### 本文ブロック
■ ■ ■
例年とは異なる新年度を迎えることになり、様々な不安や不満を抱えている方も少なからずいることかと思います。

さて、そんな中、津田塾大学では第1ターム・第2タームの授業をオンラインで実施することになり、先生方は「どうすれば学生に興味をもってもらえる授業ができるか」「学生に『よい授業』を届けたい」と必死で色々な案を考えて下さっているという話を風の噂で聞きました。その時、ふと、『よい授業』を作るためには「学生」の努力も必要なのではないかと思ったのです。

普段、津田塾大学の授業は大きく分けて、40人~100人ほどの規模で行われる講堂や大教室の授業と、1540人程度の少人数で行われる小教室の授業という2つのタイプがあります。そして、津田塾生は自然とそれぞれの授業の規模に合わせたやり方で、真剣に授業に取り組んでいました。たとえば、「講堂・大教室の授業では、先生が講義を始めたら、友だちとのおしゃべりをやめて、先生の話を聞きながら、必死でノートを取る。分からないところは、レスポンスシートや授業後に質問する」ということ、「少人数の授業では、分からないところ、疑問に思うところについて、その場で質問や反論をする」ということをなんの気なしに行っている学生が多かったように思います。このような授業のあり方は、一見当たり前のように見えるかもしれませんが、その裏には先生と学生どちらもの努力が隠れています。

高校時代の私自身はといえば、さほど真面目に授業を受けていなかった時期がありました。その頃、授業があまり好きではなく、恥ずかしながら、教室の一番前の席になった時でさえも教科書以外の本を読んだり、授業に出席しなかったりということをしていました。ところが、津田塾大学に入学すると、そこには、キャンパスに漂う「真面目にしっかりと、でも自由にのびのびと学ぶ」という雰囲気の中で、学生たちは個々の学びや関心を深めながら、必要なときにはお互いに意見を交わすという光景が広がっていました。そのような環境で学ぶうちに、一人で本を読んでいるだけでは得られないもの、「授業」をとおして生まれる世界があるのだと気がつきました。「授業」を通じてしか得られない学びや人との繋がりがあるのです。

 
そこで今回は、「オンライン授業でも、よりよい授業を作るために学生は何をできるか」ということを、私のこれまでの三年間の学生生活を踏まえて、お伝えしたいと思います。これからお伝えするものは、一学生から見た「津田塾の授業」でしかないので、人によって授業のイメージは異なるかもしれません。しかし、少しでもその雰囲気を感じ取り、これからの大学生活の参考にしていただけたら幸いです。
■ ■ ■
コレクションから抜粋したエントリ:

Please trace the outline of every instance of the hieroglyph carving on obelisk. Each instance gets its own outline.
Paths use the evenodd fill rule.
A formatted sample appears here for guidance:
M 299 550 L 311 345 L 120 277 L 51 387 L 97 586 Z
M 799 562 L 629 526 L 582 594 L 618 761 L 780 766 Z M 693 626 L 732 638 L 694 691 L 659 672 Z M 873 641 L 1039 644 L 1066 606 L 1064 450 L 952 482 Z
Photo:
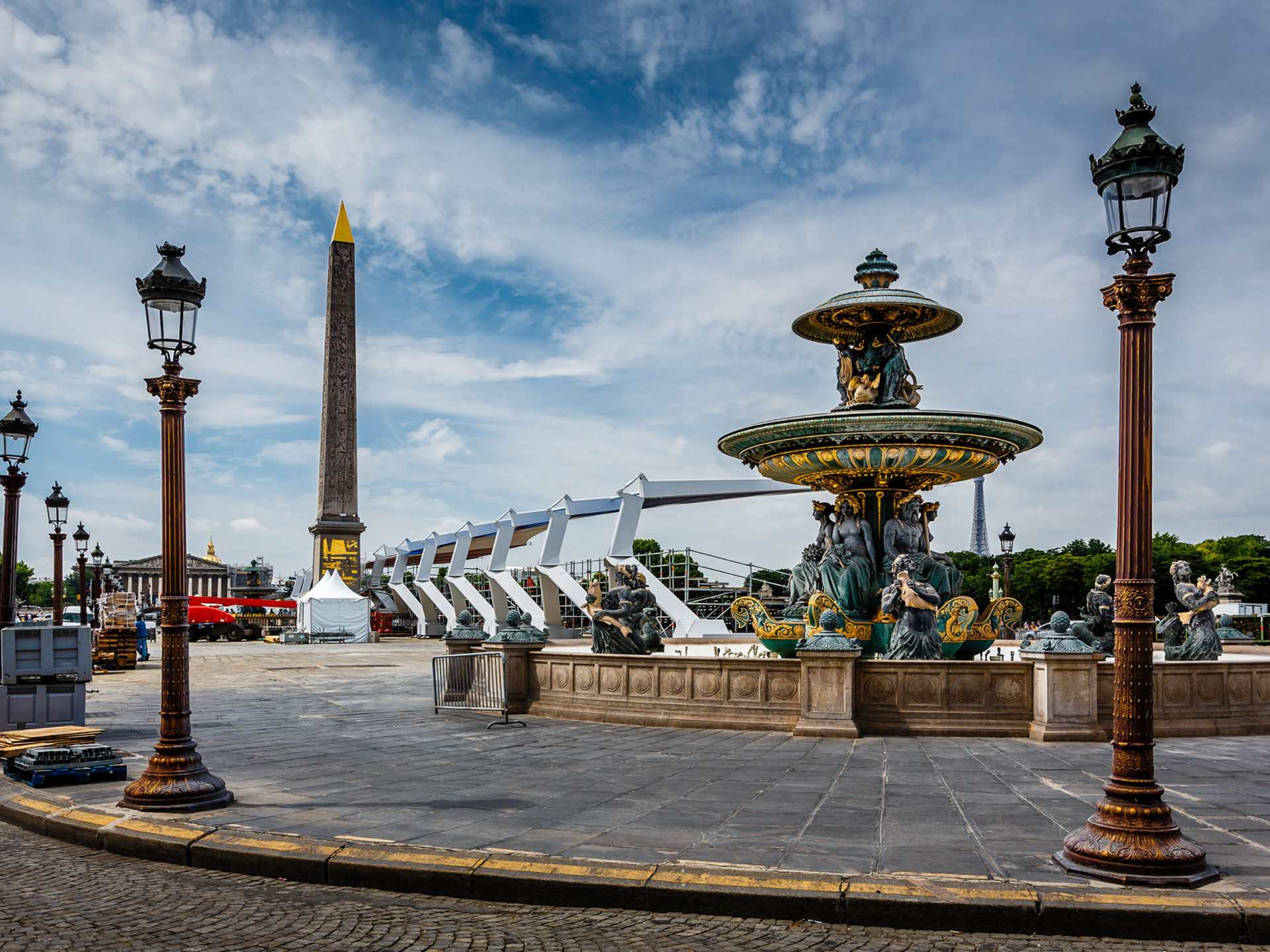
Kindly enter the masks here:
M 339 203 L 326 263 L 326 348 L 321 387 L 321 449 L 318 459 L 318 522 L 314 579 L 339 572 L 349 588 L 361 580 L 357 515 L 357 291 L 353 230 Z

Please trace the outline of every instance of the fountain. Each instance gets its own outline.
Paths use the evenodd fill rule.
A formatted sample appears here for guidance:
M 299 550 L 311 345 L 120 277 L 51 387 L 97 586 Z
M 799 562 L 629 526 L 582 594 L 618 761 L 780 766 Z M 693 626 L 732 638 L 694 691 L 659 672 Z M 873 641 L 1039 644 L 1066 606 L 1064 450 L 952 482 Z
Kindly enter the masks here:
M 838 406 L 719 439 L 720 451 L 763 476 L 836 498 L 832 506 L 814 504 L 819 534 L 795 569 L 800 581 L 781 617 L 756 598 L 732 605 L 733 618 L 751 622 L 763 645 L 785 658 L 819 633 L 827 609 L 838 612 L 841 633 L 859 640 L 866 658 L 895 660 L 970 659 L 1022 614 L 1012 598 L 992 600 L 980 614 L 961 594 L 961 574 L 931 548 L 939 503 L 918 494 L 993 472 L 1040 444 L 1041 432 L 1003 416 L 918 409 L 922 387 L 903 345 L 956 330 L 961 315 L 892 287 L 898 277 L 874 250 L 856 269 L 860 291 L 794 321 L 799 336 L 834 345 Z M 895 614 L 884 613 L 884 603 Z

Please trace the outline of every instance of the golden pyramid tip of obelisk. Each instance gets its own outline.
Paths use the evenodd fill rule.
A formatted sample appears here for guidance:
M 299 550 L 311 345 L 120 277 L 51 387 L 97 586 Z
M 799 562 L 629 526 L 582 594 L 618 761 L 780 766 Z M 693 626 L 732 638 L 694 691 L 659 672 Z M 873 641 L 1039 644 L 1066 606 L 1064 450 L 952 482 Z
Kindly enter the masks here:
■ ■ ■
### 指示内容 1
津田塾大学の授業に関する本文について、次の問いに答えてください。
(a) 津田塾大学では、第1ターム・第2タームの授業をどのような形で実施することになったか。
(b) 講堂や大教室の授業は、何人ほどの規模で行われるか。
(c) 高校時代の筆者は、教室の一番前の席になった時でさえ何をしていたか。
### 指示内容 2
津田塾大学の授業についての本文を、最後の段落に続けて書いてください。

### 回答 1
(a) オンラインで実施することになった。
(b) 40人～100人ほど。
(c) 教科書以外の本を読んだり、授業に出席しなかったりしていた。

### 回答 2
大教室での学び



高校までは、先生が細かく丁寧に黒板に板書した内容をノートや事前に配られる穴埋めプリントに書き写す、ということが当たり前という方が多かったのではないでしょうか。私の高校では、ちゃんと板書をしない先生は、生徒たちに不親切で分かりづらいと嫌がられていました。 

しかし大学では、授業によって多少の違いはあるものの、先生が全てを板書するということは、ほぼありません。たとえば、一年かけてイギリスやアメリカの通史を学ぶ『イギリス概論』や『アメリカ概論』という授業では、地図や年表をスライドや配布プリントで示す以外、ほとんどすべてが口頭で行われました。

『イギリス概論』の初回の授業は、このような感じで始まります。

「えー、日本人はよく、イギリス人俳優のことを English actor と訳したり、English garden のことをイギリス式庭園と呼んだりすると思います。English garden の English を、日本語では『イギリス』と訳すんですね。でも、まあ。本来、English actor とか English garden とかの English は『イングランド人の』とか、『イングランド式の』という意味です。
そして、このイングランドは、日本語のイギリスと同じものを指しているわけではありません。イングランドというのは、イギリス全体を指すのではなく、イギリスの中にある一部の地域のことを指すんですね。
では、そもそも日本語の『イギリス』という言葉はどこから来たのでしょうか?」

 
この授業は、「身近な例えなどが出てきて、説明が分かりやすい」と学生の間で専らの評判で、私も毎週この時間を心待ちにするほど、とても好きな授業でした。それでも、先生が一方的に話すのを聞きながら頭の中で内容を整理し、ノートにまとめるという方法に慣れないうちは大変で、必死でノートを取っていたという記憶があります。 また、大学では、先生方は誰でも説明が分かりやすいというわけではなく、早口だったり、声が小さくて聞き取りにくかったり、説明が回りくどかったりと様々な個性をもつ先生の授業に出会うことになるかと思います。しかし、授業をしっかりと受けてみると、自分にとっては、とても面白い授業だった!ということもあるので、まずは授業をちゃんと聞いてみて下さいね。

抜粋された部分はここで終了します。